[Listed entries Boundary: Start]

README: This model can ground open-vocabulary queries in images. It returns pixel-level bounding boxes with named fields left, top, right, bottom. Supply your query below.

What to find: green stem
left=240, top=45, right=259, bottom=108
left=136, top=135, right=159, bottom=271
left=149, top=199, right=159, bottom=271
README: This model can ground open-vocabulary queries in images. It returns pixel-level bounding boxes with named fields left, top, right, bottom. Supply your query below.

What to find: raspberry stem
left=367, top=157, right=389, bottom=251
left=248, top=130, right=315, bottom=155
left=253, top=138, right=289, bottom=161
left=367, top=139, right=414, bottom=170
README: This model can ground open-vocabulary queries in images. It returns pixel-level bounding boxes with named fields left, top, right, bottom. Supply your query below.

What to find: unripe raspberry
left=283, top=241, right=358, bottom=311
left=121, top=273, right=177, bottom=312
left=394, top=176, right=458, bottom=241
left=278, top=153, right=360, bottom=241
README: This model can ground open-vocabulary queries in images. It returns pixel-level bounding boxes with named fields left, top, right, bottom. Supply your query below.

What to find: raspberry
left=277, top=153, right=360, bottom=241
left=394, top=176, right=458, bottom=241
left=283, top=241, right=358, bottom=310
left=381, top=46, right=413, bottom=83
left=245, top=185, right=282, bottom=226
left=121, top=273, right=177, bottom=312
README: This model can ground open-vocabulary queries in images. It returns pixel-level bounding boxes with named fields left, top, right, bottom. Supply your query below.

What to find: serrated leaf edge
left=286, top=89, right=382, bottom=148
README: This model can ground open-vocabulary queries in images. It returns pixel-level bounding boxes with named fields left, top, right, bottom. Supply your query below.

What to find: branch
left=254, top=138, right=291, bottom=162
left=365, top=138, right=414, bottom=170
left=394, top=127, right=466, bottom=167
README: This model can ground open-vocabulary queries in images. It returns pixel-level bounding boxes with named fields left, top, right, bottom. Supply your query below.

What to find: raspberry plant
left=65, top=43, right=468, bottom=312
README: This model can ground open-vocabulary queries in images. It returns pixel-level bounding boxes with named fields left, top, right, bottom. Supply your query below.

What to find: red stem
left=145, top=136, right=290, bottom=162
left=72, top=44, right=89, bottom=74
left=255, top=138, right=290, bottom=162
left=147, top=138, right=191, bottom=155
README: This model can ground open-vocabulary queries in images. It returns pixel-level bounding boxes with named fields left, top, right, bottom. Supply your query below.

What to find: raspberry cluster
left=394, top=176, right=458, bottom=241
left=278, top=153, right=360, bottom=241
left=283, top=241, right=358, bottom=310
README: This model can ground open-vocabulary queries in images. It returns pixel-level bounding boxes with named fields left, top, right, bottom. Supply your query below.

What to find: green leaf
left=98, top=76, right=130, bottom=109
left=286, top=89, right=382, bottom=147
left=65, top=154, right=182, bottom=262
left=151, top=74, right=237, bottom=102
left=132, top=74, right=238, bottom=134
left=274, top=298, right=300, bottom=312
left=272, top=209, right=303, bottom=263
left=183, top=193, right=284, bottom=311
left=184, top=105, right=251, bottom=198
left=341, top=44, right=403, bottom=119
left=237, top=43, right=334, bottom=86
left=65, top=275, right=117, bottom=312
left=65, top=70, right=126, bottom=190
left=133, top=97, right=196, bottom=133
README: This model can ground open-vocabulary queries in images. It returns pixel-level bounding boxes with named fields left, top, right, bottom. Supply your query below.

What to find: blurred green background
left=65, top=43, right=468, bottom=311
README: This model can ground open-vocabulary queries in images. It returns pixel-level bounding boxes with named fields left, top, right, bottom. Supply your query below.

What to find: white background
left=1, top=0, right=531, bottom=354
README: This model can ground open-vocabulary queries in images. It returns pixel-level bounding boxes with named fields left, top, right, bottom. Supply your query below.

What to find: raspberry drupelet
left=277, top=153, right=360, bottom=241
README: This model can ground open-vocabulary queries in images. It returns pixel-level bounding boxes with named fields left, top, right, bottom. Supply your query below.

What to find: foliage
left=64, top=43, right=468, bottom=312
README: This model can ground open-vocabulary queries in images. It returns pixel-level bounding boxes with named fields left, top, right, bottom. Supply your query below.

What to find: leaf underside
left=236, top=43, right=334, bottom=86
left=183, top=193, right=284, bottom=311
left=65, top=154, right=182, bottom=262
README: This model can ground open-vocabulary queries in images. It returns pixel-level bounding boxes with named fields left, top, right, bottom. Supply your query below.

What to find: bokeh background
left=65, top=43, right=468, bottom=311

[Listed entries Boundary: End]

=== Exercise ===
When you reach the line containing "What to find: blurred green background" in the data above, retype it and each line after it through the final one, exactly as written.

=== Solution to the exercise ===
What to find: blurred green background
left=65, top=43, right=468, bottom=311
README: This model can ground open-vocabulary queries in images. It returns pixel-level bounding boxes with named fields left, top, right, bottom. Supply your query below.

What to find: white background
left=1, top=0, right=531, bottom=354
README: This model can ground open-vocabulary queries in images. It returns pixel-level bounding boxes with named fields left, top, right, bottom. Supply your query below.

What to find: raspberry drupelet
left=277, top=153, right=360, bottom=241
README: This model can ground open-vocabulary queries in images. It returns pixel-level bounding boxes with named fields left, top, right, bottom. Supply your query below.

What to find: foliage
left=64, top=43, right=468, bottom=312
README: This model can ground open-vocabulary queries in images. It returns pixel-level bounding boxes with named fields left, top, right, bottom. Supply your query below.

What to find: leaf underside
left=236, top=43, right=334, bottom=86
left=183, top=193, right=284, bottom=311
left=65, top=154, right=182, bottom=262
README: This model can ground open-vocabulary queries in images. It returns pixel-level bounding boxes with named fields left, top, right, bottom. Supply your query below.

What to find: bokeh background
left=65, top=43, right=468, bottom=311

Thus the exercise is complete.